** Start of SOURCE DOCUMENT **

Define Models

A Basic Definition

Every model inherits from BaseModel, and needs at least a hash key:

>>> from bloop import BaseModel, Column, UUID

>>> class User(BaseModel):
...     id = Column(UUID, hash_key=True)
...
>>> User
<Model[User]>
>>> User.id
<Column[User.id=hash]>

Let's add some columns, a range key, and a GSI:

>>> from bloop import (
...     BaseModel, Boolean, Column, DateTime,
...     GlobalSecondaryIndex, String, UUID)
...
>>> class User(BaseModel):
...     id = Column(UUID, hash_key=True)
...     version = Column(String, range_key=True)
...     email = Column(String)
...     created_on = Column(DateTime)
...     verified = Column(Boolean)
...     profile = Column(String)
...     by_email = GlobalSecondaryIndex(projection="keys", hash_key="email")
...
>>> User
<Model[User]>
>>> User.by_email
<GSI[User.by_email=keys]>

Then create the table in DynamoDB:

>>> from bloop import Engine
>>> engine = Engine()
>>> engine.bind(User)

Hint

Alternatively, we could have called engine.bind(BaseModel) to bind all non-abstract models that subclass BaseModel. If any model doesn't match its backing table, TableMismatch is raised.

Note

Models must be hashable. If you implement __eq__ without __hash__, Bloop will inject the first hash method it finds by walking the model's class.mro().

Creating Instances

The default __init__ takes **kwargs and applies them by each column's model name:

>>> import arrow, uuid
>>> user = User(
...     id=uuid.uuid4(),
...     version="1",
...     email="user@domain.com",
...     created_at=arrow.now())
>>> user.email
'user@domain.com'
>>> user
User(created_on=<Arrow [2016-10-29T22:08:08.930137-07:00]>, ...)

A local object's hash and range keys don't need values until you're ready to interact with DynamoDB:

>>> user = User(email="u@d.com", version="1")
>>> engine.save(user)
MissingKey: User(email='u@d.com') is missing hash_key: 'id'
>>> user.id = uuid.uuid4()
>>> engine.save(user)

Metadata

Table Configuration

You can provide an inner Meta class to configure the model's DynamoDB table:

>>> class Tweet(BaseModel):
...     class Meta:
...         table_name = "custom-table-name"
...         read_units = 200
...     user = Column(Integer, hash_key=True)
...
>>> Tweet.Meta.read_units
200
>>> Tweet.Meta.keys
{<Column[Tweet.user=hash]}
>>> Tweet.Meta.indexes
set()

Table configuration defaults are:

class Meta:
    abstract = False
    table_name = __name__  # model class name
    read_units = 1
    write_units = 1
    stream = None

If abstract is true, no backing table will be created in DynamoDB. Instances of abstract models can't be saved or loaded. Currently, abstract models and inheritance don't mix. In the future, abstract models may be usable as mixins.

The default table_name is simply the model's __name__. This is useful for mapping a model to an existing table, or mapping multiple models to the same table:

class Employee(BaseModel):
    class Meta:
        table_name = "employees-uk"
    ...

** End of SOURCE DOCUMENT **

| DIRECTIONS |
**1.** In the bloop model-definition guide, what exception is raised when a model doesn't match its backing table?
**2.** Extend the bloop model-definition guide, picking up right after its last line.
The rows have no connection to the bloop model-definition guide.

** Start of DATA EXTRACT **

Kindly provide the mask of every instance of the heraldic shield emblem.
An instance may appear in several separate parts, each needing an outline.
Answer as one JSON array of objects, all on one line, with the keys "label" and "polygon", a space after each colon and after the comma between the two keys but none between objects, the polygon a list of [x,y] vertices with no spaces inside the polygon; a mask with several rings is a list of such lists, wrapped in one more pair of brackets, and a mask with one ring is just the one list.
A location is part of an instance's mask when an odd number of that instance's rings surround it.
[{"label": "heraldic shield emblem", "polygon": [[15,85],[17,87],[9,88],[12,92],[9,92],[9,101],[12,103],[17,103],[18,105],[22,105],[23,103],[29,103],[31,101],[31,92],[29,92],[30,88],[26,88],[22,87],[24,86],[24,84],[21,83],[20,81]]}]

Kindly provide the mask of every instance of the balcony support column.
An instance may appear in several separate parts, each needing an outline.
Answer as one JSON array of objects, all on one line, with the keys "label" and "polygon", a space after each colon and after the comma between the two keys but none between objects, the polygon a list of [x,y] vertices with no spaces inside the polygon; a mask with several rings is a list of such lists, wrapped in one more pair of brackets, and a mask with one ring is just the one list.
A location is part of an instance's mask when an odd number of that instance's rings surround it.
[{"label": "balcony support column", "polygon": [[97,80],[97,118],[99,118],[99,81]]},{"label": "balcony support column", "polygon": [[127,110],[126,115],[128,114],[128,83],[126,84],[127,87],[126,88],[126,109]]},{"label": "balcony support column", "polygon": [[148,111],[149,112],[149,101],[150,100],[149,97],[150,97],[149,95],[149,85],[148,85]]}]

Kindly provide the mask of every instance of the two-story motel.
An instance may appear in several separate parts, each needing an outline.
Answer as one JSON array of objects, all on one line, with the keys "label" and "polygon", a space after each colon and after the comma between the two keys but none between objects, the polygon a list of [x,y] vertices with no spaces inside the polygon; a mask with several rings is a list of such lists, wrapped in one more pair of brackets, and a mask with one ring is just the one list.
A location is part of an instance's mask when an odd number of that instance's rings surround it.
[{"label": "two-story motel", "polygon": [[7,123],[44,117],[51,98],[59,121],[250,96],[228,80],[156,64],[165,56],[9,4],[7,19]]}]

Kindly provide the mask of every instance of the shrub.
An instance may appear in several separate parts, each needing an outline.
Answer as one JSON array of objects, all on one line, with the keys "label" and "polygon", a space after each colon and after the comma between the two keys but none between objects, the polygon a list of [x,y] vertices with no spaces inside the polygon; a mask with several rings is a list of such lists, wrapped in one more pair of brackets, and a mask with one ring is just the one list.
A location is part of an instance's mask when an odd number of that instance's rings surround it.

** End of DATA EXTRACT **
** Start of DATA EXTRACT **

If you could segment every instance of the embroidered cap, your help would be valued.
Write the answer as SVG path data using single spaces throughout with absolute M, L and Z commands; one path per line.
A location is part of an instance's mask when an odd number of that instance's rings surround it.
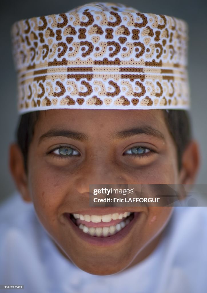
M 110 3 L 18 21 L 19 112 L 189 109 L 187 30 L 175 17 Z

** End of DATA EXTRACT **

| EXPECTED RESULTS |
**1.** TableMismatch is raised.

**2.**
Default read_units and write_units are 1. These do not include provisioned throughput for any GlobalSecondaryIndex, which have their own read_units` and write_units`.

Finally, stream can be used to enable DynamoDBStreams on the table. By default streaming is not enabled, and this is None. To enable a stream with both new and old images, use:

class Meta:
    stream = {
        "include": ["new", "old"]
    }

See the Streams section of the user guide to get started. Streams are awesome.

Model Introspection

When a new model is created, a number of attributes are computed and stored in Meta. These can be used to generalize conditions for any model, or find columns by their name in DynamoDB.

These top-level properties can be used to describe the model in broad terms:

  • model -- The model this Meta is attached to
  • columns -- The set of all columns in the model
  • keys -- The set of all table keys in the model (hash key, or hash and range keys)
  • indexes -- The set of all indexes (gsis, lsis) in the model

Additional properties break down the broad categories, such as splitting indexes into gsis and lsis:

  • hash_key -- The table hash key
  • range_key -- The table range key or None
  • gsis -- The set of all GlobalSecondaryIndex in the model
  • lsis -- The set of all LocalSecondaryIndex in the model
  • projection A pseudo-projection for the table, providing API parity with an Index

Here's the User model we just defined:

>>> User.Meta.hash_key
<Column[User.id=hash]>
>>> User.Meta.gsis
{<GSI[User.by_email=keys]>}
>>> User.Meta.keys
{<Column[User.version=range]>,
 <Column[User.id=hash]>}
>>> User.Meta.columns
{<Column[User.created_on]>,
 <Column[User.profile]>,
 <Column[User.verified]>,
 <Column[User.id=hash]>,
 <Column[User.version=range]>,
 <Column[User.email]>}

Using Generic Models

A common pattern involves saving an item only if it doesn't exist. Instead of creating a specific condition for every model, we can use keys to make a function for any model:

from bloop import Condition

def if_not_exist(obj):
    condition = Condition()
    for key in obj.Meta.keys:
        condition &= key.is_(None)
    return condition

Now, saving only when an object doesn't exist is as simple as:

engine.save(some_obj, condition=if_not_exist(some_obj))

(This is also available in the patterns section of the user guide).

Columns

Every Column must have a Type that is used to load and dump values to and from DynamoDB. The typedef argument can be a type class, or a type instance. When you provide a class, the Column will create an instance by calling the constructor without args. This is a convenience for common types that do not require much configuration. The following are functionally equivalent:

Column(Integer)
Column(Integer())

Some types require an argument, such as Set. Sets must have an inner type so they can map to a string set, number set, or binary set. For example:

# FAILS: Set must have a type
Column(Set)

# GOOD: Set will instantiate the inner type
Column(Set(Integer))
Column(Set(Integer()))

To make a column the model's hash or range key, use hash_key=True or range_key=True. The usual rules apply: a column can't be both, there can't be more than one of each, and there must be a hash key.

class Impression(BaseModel):
    referrer = Column(String, hash_key=True)
    version = Column(Integer, range_key=True)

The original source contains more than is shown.